(Beginning of Recorded data)

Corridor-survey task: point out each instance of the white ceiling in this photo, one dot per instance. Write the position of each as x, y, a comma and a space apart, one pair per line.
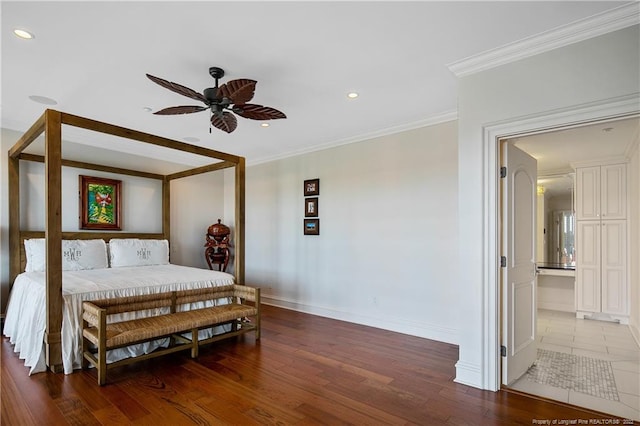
559, 152
92, 58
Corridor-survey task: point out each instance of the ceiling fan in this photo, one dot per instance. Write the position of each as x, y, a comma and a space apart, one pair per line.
221, 101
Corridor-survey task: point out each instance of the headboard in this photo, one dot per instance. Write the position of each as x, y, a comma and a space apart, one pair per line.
24, 235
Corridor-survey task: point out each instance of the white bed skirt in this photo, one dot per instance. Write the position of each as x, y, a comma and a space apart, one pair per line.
25, 320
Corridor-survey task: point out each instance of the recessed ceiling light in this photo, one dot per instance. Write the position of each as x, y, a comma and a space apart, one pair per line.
43, 100
23, 34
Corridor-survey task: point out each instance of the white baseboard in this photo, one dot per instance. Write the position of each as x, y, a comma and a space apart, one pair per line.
554, 306
468, 374
398, 325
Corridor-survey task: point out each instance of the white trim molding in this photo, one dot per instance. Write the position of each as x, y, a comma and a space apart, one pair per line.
440, 118
627, 106
395, 324
602, 23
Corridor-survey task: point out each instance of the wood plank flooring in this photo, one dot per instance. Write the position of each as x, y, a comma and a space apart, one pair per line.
305, 370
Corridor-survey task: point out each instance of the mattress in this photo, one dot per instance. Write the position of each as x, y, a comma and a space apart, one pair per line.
25, 319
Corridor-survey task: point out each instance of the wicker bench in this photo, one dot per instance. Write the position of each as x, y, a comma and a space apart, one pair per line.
241, 310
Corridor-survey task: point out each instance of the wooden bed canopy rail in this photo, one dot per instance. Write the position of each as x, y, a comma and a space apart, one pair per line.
50, 123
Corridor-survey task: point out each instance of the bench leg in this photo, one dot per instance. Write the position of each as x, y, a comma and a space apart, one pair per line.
257, 323
194, 343
102, 366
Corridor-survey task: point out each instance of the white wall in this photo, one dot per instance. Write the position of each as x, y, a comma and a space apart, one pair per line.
196, 202
386, 253
596, 70
141, 199
634, 240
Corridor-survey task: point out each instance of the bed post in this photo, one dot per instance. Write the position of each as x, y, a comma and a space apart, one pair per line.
53, 233
239, 219
166, 208
14, 218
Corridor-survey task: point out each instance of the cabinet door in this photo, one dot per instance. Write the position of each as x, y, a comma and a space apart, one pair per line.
588, 266
588, 193
614, 267
613, 192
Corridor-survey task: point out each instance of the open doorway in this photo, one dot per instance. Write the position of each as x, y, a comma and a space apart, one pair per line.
584, 362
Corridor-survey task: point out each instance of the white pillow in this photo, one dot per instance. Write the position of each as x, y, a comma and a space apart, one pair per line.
138, 252
84, 254
76, 255
35, 253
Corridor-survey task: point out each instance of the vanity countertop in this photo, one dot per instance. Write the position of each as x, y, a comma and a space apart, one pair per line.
556, 269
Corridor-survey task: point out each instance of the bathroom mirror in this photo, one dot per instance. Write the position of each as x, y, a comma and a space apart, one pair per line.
559, 218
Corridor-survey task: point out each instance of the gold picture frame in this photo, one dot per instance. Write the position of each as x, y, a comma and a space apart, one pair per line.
100, 203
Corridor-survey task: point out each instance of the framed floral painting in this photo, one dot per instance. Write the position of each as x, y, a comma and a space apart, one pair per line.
100, 203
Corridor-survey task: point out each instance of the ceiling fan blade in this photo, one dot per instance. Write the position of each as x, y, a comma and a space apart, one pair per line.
186, 109
238, 91
178, 88
227, 122
258, 112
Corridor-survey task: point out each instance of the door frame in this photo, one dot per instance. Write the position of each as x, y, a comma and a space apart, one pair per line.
492, 133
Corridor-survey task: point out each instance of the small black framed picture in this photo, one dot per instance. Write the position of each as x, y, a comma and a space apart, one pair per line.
311, 207
311, 187
312, 227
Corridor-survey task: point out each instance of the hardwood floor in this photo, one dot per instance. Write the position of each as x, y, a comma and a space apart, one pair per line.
305, 370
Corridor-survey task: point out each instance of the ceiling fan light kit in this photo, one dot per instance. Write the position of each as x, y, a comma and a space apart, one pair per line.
222, 101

(End of Recorded data)

Task to complete
Restate each line of the records exactly; pictures do not belong in the copy.

Reply to the task
Corridor-survey task: point out each instance of the white ceiling in this photo, one dot per instance. Write the position of each as x, y, a comma and a space apart, one pair per line.
559, 152
92, 58
Corridor-survey task: point out each instance of the ceiling fan in this photo, one dot per instance. Write the position of each as x, y, a comma and a space apart, one pair per line.
221, 101
Corridor-survey task: point out each instance of the headboard in this photo, one dot per instance. Write the position of each as x, y, a comma and a space apart, one pair per line.
24, 235
Corridor-survey task: point out each instance of the white bed skirt in this photo, one dot per instance. Write the position of each as x, y, a comma and a space apart, one pair per line.
25, 320
Corridor-survey task: point out each instance of the recessed ceiling light in this photo, one dot per instance. Write the position of each as x, y, a comma and a space apart, one pair per line.
43, 100
23, 34
Corridor-survey task: point out each instance of the white baseboard in this photo, one dot per instance. Write the position of each as x, y, a comma and a space apart, one pair per line.
554, 306
468, 374
398, 325
Corridor-survey task: point out each instance of the white trim molding in this photo, one dot per instance. Write the position of each as x, y, a comma and a space apart, one pair per line.
440, 118
627, 106
395, 324
602, 23
Corridor-survey task: point out each instance of the wood plank flooring in this photo, one dot per instance. Write the position of each as x, y, a comma and a space apart, one pair per line.
305, 370
Corridor-survey task: point out each instance of the mattress in this photo, one dot per instance. Write the position of each as x, y, a comma and a space apart, one pair per line.
25, 319
Corridor-survey task: point out each instance of the wicker bench in this photo, one dot per instance. Write the position of each as x, y, a comma and a space apart, one pair per line.
241, 310
Corridor-survey task: point out each instance of the wooden bed canopy rail in this photo, one dot per instance. Write the position of each as x, y, a comma and a space apart, one pair per line.
50, 123
Corridor-survey task: point out each instance of the bench leg in this photo, one dot per instance. Write the position of each as x, y, a comma and a space apart, one pair per line.
257, 323
194, 343
102, 366
Corridor-survey task: point out each instance of the white wall in this photo, one dot per instance. Write the position of each as x, y, a comma and a space apart, one pair per line.
196, 202
386, 253
596, 70
141, 199
634, 240
Corridor-survey task: point out each instance of the bed post in this photo, one dot per instance. Write the position of each as x, y, a comma and a space apart, one pair per line.
53, 233
239, 219
166, 208
14, 218
Corridor-survey task: point out each instance of the cabinet door in this photo, one dot per instance. Write the position of each as x, y, a comma and a space apart, one pair per line.
588, 266
588, 193
614, 267
613, 192
Corridor-survey task: point out each instance of the open doorway in this photo, one dot per instance. Write the position of each as x, y, a comma and a space apart, one pair per line.
584, 362
Corridor-survey task: point out each instance of the white pillow in this photo, one dot per instance. Write the position of each as x, y, a comma and a space apart, one pair per line.
138, 252
84, 254
76, 255
35, 253
Corridor-survey task: point out each instance of the vanity countertop in this photo, one dot per instance. Write the position of each as x, y, a comma and a space apart, one pair per line.
556, 269
Corridor-survey task: point out each instance of the bathroom mirror in this photo, one dot per instance. Write the position of each as x, y, a comma and a space apart, one pair per line.
559, 218
Corridor-survey task: point out each instance of the gold picture frame in this photo, one dot per instance. Write the position of each as x, y, a comma and a space apart, one pair per line.
100, 203
Corridor-survey task: point out each instance of the framed floral painting in this photo, one dot per instance. Write the position of each as x, y, a comma and a space apart, one pair per line.
100, 203
Corridor-survey task: point out each instance of the ceiling fan blade in this photo, one dot per instance. Write the position of each as x, y, a comma and a space apart, one pair per line.
186, 109
238, 91
178, 88
227, 122
258, 112
Corridor-survey task: point out each instance of the door frame in this photo, one dot per instance. Write the position of each as x, y, a comma and a space apart, one pair per line.
492, 133
Corridor-survey task: point out each instance of the small black framed picture in this photo, one dot per instance. Write the position of each as x, y, a comma and a space apart, one pair per line.
311, 207
311, 187
312, 227
Corridor-survey task: point out each instance of the hardwood floor in this photo, one dot per instance. Write the position of each as x, y, a comma and a space apart, one pair per line.
305, 370
Corridor-survey task: point out each instance of the ceiling fan light kit in this photo, one dot per instance. Write the position of each as x, y, a comma and a space apart, one pair per line.
222, 101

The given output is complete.